Recovery Overhead. Once failure occurs, the checkpoint-free solution has to reload the splits of input data and executes partitioning. However, the partitioning shuffles data via the network during recovery, which introduces additional overhead. We take Fig. 1(b) as an example to illustrate this. Once \(N_2\) fails at \(S_2\), the checkpoint-free solution asks \(N_1\) and \(N_2\) to reload input data. Then, \(N_1\) recovers the vertex C by shuffle, i.e., \(N_1\) sends C via the network to \(N_2\) after reading C from split1. Clearly, the checkpoint-free solution avoids the additional overhead incurred by shuffle if \(N_2\) can read the vertex C directly.

Inaccuracy. Besides recovery overhead, the checkpoint-free solution leads to a decrease in the result accuracy to recover graph algorithms with topological mutations. To elaborate this, Fig. 2 shows the normal execution and failure recovery of maximum value graph job with topological mutations. As shown in Fig. 2(a), the vertex B sends the maximum value 6 as a messages to C by edge \(\langle B, C \rangle \) during normal execution. Then, the vertex C updates its value to 6 at \(S_2\). Meanwhile, the job removes the edges \(\langle B, C \rangle \) and \(\langle C, B \rangle \). Subsequently, the job updates the value of vertex D to 6 and finishes the computation at \(S_3\). Once \(N_2\) fails at \(S_2\), as shown in Fig. 2(b), the checkpoint-free solution employs the same way as Fig. 1(b), i.e., reloading input data, to recover the topology of \(N_2\) to initial topology at \(S_0\). Moreover, for normal node \(N_1\), the checkpoint-free solution keeps its topology unchanged. Hence, at superstep \(S_3\), there is an edge \(\langle C, B \rangle \) but no edge \(\langle B, C \rangle \) in the graph. Without the edge \(\langle B, C \rangle \), vertex B is unable to send the maximum value 6 as a messages to C again. Hence, C and D cannot update their values to the maximum value 6, so that the job eventually outputs inaccurate results.

Further, combining the above example, we summarize the reasons for the inaccuracy introduced by the checkpoint-free solution. There two reasons for the inaccuracy: (a) computation on the failed nodes requires messages from the normal nodes, while topological mutations break the link used to transfer message from the vertices on normal nodes to the vertices on failed nodes; (b) the checkpoint-free solution does not fix these links, since it keeps the topology of the normal nodes unchanged during recovery.

3 Partition-aware Backup Strategy

To avoid the additional overhead caused by the checkpoint-free solution during recovery, we propose partition-aware backup strategy which saves the sub-graphs of all nodes to distributed file system (DFS) during normal execution. Once failures occur, our strategy recovers the lost sub-graphs directly from the backups instead of from the input data. Then, we are able to apply a user-defined function following the checkpoint-free solution.

[Information supplied]

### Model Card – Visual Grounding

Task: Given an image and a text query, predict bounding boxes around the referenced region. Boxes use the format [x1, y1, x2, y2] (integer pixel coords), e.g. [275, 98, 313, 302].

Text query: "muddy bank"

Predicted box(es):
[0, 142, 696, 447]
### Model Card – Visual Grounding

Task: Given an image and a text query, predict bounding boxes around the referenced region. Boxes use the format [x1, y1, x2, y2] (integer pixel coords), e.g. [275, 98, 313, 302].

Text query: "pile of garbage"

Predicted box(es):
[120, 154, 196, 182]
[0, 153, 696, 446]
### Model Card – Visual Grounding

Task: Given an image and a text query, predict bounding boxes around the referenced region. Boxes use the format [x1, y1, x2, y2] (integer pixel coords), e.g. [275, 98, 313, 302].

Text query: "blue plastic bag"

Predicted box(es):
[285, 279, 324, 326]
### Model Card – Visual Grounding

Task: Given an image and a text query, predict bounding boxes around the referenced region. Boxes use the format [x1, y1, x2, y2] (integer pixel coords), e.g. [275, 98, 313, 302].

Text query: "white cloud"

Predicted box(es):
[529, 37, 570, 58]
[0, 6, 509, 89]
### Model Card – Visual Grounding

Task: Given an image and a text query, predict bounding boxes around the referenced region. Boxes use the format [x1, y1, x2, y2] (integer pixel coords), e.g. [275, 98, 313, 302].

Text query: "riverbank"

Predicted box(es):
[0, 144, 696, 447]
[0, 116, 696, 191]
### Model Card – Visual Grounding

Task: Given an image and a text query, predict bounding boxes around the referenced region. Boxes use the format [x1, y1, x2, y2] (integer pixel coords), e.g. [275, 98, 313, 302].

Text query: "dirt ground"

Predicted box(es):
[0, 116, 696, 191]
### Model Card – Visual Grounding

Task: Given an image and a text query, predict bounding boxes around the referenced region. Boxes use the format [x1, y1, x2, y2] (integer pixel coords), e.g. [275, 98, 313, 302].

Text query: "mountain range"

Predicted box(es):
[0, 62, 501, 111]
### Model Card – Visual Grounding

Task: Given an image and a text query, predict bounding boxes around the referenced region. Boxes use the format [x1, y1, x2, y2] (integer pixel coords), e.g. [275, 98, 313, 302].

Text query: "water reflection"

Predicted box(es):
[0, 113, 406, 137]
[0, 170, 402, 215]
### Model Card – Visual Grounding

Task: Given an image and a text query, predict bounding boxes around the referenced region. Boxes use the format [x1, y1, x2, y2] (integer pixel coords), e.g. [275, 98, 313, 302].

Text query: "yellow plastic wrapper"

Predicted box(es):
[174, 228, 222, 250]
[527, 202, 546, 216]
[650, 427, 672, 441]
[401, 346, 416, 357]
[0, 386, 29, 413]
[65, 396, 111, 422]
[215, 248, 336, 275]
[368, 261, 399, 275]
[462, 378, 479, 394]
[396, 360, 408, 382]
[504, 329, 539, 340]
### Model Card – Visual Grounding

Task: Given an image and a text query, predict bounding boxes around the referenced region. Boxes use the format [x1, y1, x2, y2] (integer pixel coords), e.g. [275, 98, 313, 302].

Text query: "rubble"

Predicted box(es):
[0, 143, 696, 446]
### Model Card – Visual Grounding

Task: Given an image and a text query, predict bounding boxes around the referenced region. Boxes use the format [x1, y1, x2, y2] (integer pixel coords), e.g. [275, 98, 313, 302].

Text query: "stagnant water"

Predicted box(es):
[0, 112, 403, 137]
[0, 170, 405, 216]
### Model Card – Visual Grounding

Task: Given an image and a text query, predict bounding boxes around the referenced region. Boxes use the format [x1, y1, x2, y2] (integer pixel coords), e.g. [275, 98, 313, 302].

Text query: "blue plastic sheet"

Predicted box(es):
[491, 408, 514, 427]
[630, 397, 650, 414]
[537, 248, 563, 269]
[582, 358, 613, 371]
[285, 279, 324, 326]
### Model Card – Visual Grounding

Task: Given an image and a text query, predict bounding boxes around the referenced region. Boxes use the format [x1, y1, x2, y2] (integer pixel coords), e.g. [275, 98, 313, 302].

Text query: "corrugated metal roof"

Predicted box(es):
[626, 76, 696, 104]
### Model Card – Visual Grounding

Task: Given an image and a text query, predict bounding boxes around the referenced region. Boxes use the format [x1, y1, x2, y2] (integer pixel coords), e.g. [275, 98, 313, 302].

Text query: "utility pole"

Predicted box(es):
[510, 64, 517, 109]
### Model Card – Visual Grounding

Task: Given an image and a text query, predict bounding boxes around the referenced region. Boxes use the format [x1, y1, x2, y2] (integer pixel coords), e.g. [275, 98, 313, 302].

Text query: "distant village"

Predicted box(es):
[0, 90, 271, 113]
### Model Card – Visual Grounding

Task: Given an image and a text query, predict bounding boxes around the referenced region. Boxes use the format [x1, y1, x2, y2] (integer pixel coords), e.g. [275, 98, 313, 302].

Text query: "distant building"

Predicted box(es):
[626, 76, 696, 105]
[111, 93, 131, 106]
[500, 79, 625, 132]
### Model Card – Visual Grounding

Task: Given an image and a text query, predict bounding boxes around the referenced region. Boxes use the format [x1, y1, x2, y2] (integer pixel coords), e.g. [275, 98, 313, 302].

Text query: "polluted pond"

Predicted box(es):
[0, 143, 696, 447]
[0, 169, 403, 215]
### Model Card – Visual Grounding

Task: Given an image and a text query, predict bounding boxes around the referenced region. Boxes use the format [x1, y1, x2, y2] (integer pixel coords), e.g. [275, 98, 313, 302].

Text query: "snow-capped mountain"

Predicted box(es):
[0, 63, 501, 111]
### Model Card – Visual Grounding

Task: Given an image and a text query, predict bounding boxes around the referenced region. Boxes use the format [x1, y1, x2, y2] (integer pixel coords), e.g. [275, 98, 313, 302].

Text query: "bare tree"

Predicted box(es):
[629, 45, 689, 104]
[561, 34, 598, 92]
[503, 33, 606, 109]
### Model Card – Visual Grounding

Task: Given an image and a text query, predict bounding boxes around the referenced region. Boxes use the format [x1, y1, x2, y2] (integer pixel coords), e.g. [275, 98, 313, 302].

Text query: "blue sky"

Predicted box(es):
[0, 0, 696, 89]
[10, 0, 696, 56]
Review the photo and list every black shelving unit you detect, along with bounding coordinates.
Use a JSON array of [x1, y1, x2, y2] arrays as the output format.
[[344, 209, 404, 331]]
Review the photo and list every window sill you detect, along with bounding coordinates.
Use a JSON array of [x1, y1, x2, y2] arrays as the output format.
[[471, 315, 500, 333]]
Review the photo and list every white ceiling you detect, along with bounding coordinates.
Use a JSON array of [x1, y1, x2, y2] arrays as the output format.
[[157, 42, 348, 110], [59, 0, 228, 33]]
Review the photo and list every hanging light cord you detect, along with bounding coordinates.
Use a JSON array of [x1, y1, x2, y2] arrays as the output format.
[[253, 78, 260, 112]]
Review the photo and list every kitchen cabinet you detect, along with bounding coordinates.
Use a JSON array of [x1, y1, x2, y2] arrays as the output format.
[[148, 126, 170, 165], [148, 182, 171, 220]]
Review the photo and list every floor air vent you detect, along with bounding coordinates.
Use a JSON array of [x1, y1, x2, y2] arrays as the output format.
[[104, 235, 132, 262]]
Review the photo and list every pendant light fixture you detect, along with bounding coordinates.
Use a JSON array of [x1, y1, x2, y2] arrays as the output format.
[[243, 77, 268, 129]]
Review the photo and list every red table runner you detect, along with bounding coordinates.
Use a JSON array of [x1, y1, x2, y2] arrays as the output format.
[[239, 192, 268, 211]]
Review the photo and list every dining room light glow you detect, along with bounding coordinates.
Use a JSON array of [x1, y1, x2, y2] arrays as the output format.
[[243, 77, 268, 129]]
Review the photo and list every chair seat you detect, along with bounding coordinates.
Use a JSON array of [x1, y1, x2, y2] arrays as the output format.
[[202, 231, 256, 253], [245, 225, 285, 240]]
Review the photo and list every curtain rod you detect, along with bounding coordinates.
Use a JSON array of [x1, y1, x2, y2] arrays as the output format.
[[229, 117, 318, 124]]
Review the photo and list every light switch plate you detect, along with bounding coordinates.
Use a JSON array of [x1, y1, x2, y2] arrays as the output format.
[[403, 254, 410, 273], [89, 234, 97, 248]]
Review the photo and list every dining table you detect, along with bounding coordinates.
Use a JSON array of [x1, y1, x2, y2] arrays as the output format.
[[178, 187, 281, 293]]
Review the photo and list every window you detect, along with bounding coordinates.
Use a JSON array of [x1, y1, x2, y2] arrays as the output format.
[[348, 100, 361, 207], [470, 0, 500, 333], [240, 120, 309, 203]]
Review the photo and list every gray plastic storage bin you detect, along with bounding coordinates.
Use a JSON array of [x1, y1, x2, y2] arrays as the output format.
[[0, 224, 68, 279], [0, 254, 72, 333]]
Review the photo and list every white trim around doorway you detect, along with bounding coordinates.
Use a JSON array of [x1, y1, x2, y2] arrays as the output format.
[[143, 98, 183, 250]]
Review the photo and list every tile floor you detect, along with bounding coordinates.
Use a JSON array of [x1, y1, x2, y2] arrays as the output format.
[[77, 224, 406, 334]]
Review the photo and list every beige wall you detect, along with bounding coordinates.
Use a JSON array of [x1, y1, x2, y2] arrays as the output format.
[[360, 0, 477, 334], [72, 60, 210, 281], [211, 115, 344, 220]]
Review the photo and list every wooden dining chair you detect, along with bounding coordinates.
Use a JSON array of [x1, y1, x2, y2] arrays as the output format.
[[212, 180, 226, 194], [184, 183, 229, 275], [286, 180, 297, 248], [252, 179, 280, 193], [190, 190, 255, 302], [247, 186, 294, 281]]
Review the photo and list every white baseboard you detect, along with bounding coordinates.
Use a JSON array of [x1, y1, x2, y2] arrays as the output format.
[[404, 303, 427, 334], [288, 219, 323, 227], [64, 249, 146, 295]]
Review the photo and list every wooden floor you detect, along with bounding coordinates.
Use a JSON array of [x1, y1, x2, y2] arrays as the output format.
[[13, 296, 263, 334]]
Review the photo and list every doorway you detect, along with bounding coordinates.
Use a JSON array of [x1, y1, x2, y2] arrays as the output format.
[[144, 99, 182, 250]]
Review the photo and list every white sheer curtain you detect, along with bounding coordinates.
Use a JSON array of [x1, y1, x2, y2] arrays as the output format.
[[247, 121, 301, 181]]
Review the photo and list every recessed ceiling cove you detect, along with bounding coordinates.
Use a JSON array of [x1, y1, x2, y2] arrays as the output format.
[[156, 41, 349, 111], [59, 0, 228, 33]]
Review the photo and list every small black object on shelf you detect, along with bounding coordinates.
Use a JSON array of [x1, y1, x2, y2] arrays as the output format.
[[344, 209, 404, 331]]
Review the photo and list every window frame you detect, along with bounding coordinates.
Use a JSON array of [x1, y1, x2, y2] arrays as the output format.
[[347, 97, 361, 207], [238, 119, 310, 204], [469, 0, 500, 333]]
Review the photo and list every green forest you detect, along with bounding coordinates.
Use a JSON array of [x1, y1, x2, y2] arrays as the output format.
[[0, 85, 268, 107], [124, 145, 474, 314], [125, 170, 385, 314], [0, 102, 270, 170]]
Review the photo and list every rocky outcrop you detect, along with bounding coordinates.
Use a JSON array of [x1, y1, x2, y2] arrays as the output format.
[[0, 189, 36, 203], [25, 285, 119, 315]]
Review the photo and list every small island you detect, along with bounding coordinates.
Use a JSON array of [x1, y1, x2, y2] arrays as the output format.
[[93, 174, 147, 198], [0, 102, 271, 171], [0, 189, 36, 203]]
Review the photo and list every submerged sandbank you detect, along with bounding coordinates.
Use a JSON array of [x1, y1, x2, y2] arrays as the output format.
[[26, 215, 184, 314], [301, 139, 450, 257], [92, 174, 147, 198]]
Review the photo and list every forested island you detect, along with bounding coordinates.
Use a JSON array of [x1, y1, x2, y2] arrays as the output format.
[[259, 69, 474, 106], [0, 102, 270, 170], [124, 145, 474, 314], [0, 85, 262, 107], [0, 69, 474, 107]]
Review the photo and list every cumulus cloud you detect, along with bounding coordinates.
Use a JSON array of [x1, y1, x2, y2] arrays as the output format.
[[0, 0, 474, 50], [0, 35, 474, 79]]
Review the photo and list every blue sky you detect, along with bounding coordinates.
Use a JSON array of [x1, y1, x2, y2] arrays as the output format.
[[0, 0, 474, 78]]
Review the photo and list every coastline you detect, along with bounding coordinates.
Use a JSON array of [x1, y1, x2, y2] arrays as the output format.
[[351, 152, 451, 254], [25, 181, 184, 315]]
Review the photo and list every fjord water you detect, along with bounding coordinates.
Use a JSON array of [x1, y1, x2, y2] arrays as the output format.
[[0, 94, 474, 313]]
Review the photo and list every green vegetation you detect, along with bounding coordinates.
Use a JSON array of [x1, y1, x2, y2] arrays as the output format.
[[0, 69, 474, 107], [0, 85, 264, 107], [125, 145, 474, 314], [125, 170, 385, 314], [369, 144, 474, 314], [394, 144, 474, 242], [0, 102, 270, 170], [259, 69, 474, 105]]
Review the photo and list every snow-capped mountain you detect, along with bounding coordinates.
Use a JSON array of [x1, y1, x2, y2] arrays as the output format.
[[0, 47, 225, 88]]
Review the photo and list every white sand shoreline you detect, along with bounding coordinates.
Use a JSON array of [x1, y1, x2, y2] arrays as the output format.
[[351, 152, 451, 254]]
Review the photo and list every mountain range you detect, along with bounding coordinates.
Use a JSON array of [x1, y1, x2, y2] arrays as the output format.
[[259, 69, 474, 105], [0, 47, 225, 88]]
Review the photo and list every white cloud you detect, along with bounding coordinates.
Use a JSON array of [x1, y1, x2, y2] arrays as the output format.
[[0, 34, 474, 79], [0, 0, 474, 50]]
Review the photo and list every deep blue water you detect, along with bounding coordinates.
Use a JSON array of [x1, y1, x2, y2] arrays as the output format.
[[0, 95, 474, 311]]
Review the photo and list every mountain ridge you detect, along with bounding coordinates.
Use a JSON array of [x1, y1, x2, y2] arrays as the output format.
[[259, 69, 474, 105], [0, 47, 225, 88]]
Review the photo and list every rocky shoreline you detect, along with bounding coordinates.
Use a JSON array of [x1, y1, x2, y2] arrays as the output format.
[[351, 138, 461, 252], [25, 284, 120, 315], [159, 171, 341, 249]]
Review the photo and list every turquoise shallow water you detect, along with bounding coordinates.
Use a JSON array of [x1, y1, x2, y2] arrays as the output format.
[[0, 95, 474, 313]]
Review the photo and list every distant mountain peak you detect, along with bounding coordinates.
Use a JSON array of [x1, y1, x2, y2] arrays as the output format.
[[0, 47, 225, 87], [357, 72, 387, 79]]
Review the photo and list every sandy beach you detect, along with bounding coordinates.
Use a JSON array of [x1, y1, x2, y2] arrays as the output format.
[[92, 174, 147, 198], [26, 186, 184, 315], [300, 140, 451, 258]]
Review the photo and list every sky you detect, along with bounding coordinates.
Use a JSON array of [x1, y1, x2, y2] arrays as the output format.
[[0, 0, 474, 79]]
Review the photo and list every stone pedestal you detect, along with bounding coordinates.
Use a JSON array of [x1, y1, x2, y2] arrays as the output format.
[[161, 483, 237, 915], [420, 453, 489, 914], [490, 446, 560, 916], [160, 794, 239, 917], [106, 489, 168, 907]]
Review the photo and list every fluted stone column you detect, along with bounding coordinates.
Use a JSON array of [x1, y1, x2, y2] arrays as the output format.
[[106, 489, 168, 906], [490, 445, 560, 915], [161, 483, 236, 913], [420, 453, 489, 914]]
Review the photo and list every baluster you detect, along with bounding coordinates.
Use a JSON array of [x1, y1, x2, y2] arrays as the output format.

[What you should do] According to the passage on checkpoint-free recovery, where does the partition-aware backup strategy save the sub-graphs of all nodes during normal execution?

[Output of the task] To the distributed file system (DFS).